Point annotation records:
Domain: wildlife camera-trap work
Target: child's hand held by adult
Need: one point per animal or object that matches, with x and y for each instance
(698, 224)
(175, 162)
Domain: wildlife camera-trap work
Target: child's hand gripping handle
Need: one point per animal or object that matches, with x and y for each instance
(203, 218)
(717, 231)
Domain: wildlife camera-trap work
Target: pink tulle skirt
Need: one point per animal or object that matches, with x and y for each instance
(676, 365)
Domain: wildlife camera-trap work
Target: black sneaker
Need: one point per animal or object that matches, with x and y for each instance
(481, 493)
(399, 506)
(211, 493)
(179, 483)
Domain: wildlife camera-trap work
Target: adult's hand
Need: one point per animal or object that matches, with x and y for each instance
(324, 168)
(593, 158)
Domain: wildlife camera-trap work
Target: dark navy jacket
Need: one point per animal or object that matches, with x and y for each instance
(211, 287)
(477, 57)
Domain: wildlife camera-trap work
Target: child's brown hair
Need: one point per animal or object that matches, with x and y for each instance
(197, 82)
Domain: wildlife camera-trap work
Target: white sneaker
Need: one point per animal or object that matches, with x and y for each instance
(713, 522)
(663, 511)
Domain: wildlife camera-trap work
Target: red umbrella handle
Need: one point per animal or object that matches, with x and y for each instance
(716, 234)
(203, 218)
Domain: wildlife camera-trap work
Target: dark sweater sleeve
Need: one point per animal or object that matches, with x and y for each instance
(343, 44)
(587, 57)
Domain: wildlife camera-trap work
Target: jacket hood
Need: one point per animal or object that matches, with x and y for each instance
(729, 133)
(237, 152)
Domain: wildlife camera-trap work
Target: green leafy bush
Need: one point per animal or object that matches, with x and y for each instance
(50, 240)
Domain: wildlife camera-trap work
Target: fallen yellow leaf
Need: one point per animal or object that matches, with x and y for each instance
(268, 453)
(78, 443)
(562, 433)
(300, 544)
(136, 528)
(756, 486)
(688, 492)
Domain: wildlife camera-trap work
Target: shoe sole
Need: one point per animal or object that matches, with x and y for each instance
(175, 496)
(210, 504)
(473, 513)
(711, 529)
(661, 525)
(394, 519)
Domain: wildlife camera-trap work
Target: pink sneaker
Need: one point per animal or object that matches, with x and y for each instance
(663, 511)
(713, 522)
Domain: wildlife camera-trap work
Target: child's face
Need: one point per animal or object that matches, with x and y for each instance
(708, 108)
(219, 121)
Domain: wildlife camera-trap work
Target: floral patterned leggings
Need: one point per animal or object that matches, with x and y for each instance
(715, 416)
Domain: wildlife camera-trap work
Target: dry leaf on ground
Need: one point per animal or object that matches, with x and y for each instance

Do this: The data above must be returned in full, exactly as written.

Exercise output:
Domain: wildlife camera-trap work
Target: child's hand held by adult
Need: one point per animal or object that matches, with x and y for each instance
(698, 224)
(175, 162)
Domain: wildlife camera-trap work
Target: child's hand gripping handle
Need: one point per animal or object that matches, with x and y for each instance
(203, 218)
(717, 231)
Domain: wildlife camera-trap work
Target: pink tulle skirt
Need: one point per animal or object that matches, with x and y for each instance
(676, 365)
Domain: wildlife camera-trap work
Target: black sneaker
Need: one point per animal or object that matches, with x and y for each instance
(481, 493)
(399, 506)
(211, 493)
(179, 483)
Domain: wildlife camera-trap work
Target: adult's hand
Need: one point per animal or object that matches, with x and y for each instance
(324, 168)
(593, 158)
Domain: wildlife camera-trap work
Target: dark navy jacket
Need: one point per animal or object that matches, with x and y for each instance
(211, 287)
(477, 57)
Domain: wildlife camera-trap work
Target: child's brown hair
Need: one point per animal or object that matches, with x and y for each instance
(197, 82)
Domain: wildlife camera-trap work
Target: white sneaker
Need: one point per animal or object that matches, with x and y for each instance
(713, 522)
(663, 511)
Domain: wildlife camera-trap work
Target: red umbrella handle
Need: one point per animal or object that matches, with x and y for each instance
(716, 234)
(203, 218)
Domain: wildlife camera-trap work
Target: dark sweater sleeve
Need: one point per animal or object that matches, with x and y for each instance
(343, 44)
(587, 57)
Domain: wildlife camera-trap work
Target: jacket hood
Need: one point per animal or object that matches, with x and y for each instance
(729, 133)
(237, 152)
Domain: wildlife camera-trap work
Target: green leafy bush
Need: one point per animal or object that matches, with x and y for each instance
(50, 240)
Domain: wildlife camera-trap work
Target: fallen yellow leaf
Need: one point per animal or object that matches, with x and y for each instance
(268, 453)
(78, 443)
(562, 433)
(300, 544)
(136, 528)
(756, 486)
(688, 492)
Domain: wildlife camera-trap work
Target: shoe sole
Need: one point per animal or object that matches, with x and y for each instance
(175, 496)
(210, 504)
(473, 513)
(711, 529)
(661, 525)
(394, 519)
Domain: wildlife camera-trap work
Target: pink sneaker
Need: one point per animal or object that matches, with x and y for each instance
(663, 511)
(713, 522)
Domain: wildlife camera-trap work
Target: child's face
Need: one point per animal or object that matches, with x and y for each instance
(708, 108)
(219, 121)
Domain: wildlife camera-trap work
Target: floral patterned leggings
Need: one point per animal or object that matches, with x and y for each instance
(715, 416)
Domain: wildlife camera-trap work
Target: dry leaf on ground
Need: one point per animal or object that matches, with x and y for each instance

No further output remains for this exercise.